- [Provided data]
□ □ □ □ □ □ □

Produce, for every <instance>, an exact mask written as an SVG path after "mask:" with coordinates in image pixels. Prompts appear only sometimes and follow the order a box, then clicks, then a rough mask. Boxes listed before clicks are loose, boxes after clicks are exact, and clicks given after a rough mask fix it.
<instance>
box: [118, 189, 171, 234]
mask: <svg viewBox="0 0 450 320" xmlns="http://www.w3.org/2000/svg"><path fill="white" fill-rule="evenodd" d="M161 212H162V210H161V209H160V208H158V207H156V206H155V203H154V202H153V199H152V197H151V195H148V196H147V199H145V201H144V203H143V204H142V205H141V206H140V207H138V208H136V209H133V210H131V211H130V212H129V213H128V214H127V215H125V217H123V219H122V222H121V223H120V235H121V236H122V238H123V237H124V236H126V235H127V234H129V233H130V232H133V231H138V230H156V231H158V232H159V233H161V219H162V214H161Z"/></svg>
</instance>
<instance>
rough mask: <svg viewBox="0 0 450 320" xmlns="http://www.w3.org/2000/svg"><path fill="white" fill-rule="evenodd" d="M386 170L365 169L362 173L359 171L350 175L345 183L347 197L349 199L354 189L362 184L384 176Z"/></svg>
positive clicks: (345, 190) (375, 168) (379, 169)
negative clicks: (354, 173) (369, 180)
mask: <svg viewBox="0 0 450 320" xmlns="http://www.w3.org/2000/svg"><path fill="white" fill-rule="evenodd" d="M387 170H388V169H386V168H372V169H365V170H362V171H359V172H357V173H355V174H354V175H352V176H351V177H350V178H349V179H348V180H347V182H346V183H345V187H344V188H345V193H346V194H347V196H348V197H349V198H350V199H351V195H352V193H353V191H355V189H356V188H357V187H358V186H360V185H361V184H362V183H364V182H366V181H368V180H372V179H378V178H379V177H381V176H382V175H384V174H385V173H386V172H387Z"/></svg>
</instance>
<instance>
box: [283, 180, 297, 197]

□ □ □ □ □ □ □

- [Assignment]
Your job is to give the listing again exactly as it was written.

- [Task result]
Produce, for every <instance>, an exact mask written as an SVG path after "mask:" with coordinates in image pixels. Prompts appear only sometimes and follow the order a box, then clicks, then a rough mask. Boxes listed before clicks are loose, boxes after clicks are exact, and clicks given after a rough mask fix it.
<instance>
box: [118, 189, 171, 234]
mask: <svg viewBox="0 0 450 320" xmlns="http://www.w3.org/2000/svg"><path fill="white" fill-rule="evenodd" d="M161 212H162V210H161V209H160V208H158V207H156V206H155V203H154V202H153V199H152V197H151V195H148V196H147V199H145V201H144V203H143V204H142V205H141V206H140V207H138V208H136V209H133V210H131V211H130V212H129V213H128V214H127V215H125V217H123V219H122V222H121V223H120V235H121V236H122V238H123V237H124V236H126V235H127V234H129V233H130V232H133V231H138V230H156V231H158V232H159V233H161V219H162V214H161Z"/></svg>
</instance>
<instance>
rough mask: <svg viewBox="0 0 450 320" xmlns="http://www.w3.org/2000/svg"><path fill="white" fill-rule="evenodd" d="M386 170L365 169L362 173L359 171L350 175L345 183L347 197L349 199L354 189L362 184L384 176Z"/></svg>
positive clicks: (345, 190) (375, 168) (379, 169)
negative clicks: (354, 173) (369, 180)
mask: <svg viewBox="0 0 450 320" xmlns="http://www.w3.org/2000/svg"><path fill="white" fill-rule="evenodd" d="M387 170H388V169H386V168H372V169H365V170H362V171H359V172H357V173H355V174H354V175H352V176H351V177H350V178H349V179H348V180H347V182H346V183H345V187H344V188H345V193H346V194H347V196H348V197H349V198H350V199H351V195H352V193H353V191H355V189H356V188H357V187H358V186H360V185H361V184H362V183H364V182H366V181H368V180H372V179H378V178H379V177H381V176H382V175H384V174H385V173H386V172H387Z"/></svg>
</instance>
<instance>
box: [283, 180, 297, 197]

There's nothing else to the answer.